*SELECTED PASSAGE*.
________________

Historically Italians have cultivated and eaten a large variety of vegetables. The following vegetables are relatively new in Australia: fennel, chicory, broccoli, zucchini, eggplants, peppers, leafy vegetables for salads e.g. radicchio, romaine lettuce.  When I arrived in Australia the only common vegetables were cauliflowers, cabbages, carrots, pumpkins, peas and string beans.

Italians are very health-conscious. The Romans learned a great deal from the Ancient Greeks. Illnesses and other health problems were treated with herbal remedies and there was an interest with what one ate and when, the combination of foods and its effects on the body. This interest has continued and Italians are still very particular about their health especially the digestive system.

________________

*COLLECTED DATA*.
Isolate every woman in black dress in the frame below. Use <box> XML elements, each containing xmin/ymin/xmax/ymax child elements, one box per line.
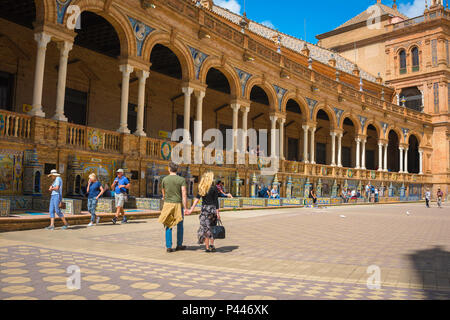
<box><xmin>186</xmin><ymin>172</ymin><xmax>220</xmax><ymax>252</ymax></box>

________________

*SHORT TASK 1*.
In the passage on Italian food habits, which vegetables were common in Australia when the writer arrived?
*SHORT TASK 2*.
For each statement, say whether the passage on Italian food habits supports it, answering yes or no and quoting the words that decide it.
(a) Zucchini is listed as relatively new in Australia.
(b) Illnesses were treated with surgery.
(c) Italians are still very particular about their digestive system.
*SHORT TASK 3*.
Please carry the passage on Italian food habits forward from its last sentence.

*TASK ANSWER 1*.
Cauliflowers, cabbages, carrots, pumpkins, peas and string beans.

*TASK ANSWER 2*.
(a) Yes: "The following vegetables are relatively new in Australia: fennel, chicory, broccoli, zucchini"
(b) No: "Illnesses and other health problems were treated with herbal remedies"
(c) Yes: "Italians are still very particular about their health especially the digestive system."

*TASK ANSWER 3*.
Economically vegetables are cheaper to grow than meat, which means they are also cheaper to buy and many Italians in years gone by could not afford to eat large quantities of meat; although fish was cheaper, some could still not afford to eat fish, either. Australia is said to ‘have ridden on the sheep’s back’ by the late 1830’s there were sheep in every colony and raising and eating meat is embedded in the Australian culinary culture.

Increasingly, ethical dilemmas and health concerns have caused many people to become vegetarians and I have many friends who are. I have had many conversations with people who are making an effort to eat less and less meat and I too, seem to be cooking meat less frequently – not that we have ever eaten very much meat in my house.

For a variety of reasons and perhaps coincidence being vegetarian is also getting some attention in the media and at events. As part of the Melbourne Food and Wine Festival, I attended an event at the Melbourne Town Hall where six speakers debated the topic Animals Should Be Off the Menu. For the proposition:  Peter Singer, Philip Wollen, Veronica Ridge. Against the proposition: Adrian Richardson, Fiona Chambers, Bruce McGregor. Those who attended were able to vote to decide the outcome of the debate and perhaps not surprisingly, the side arguing that animals should be off the menu, clearly won.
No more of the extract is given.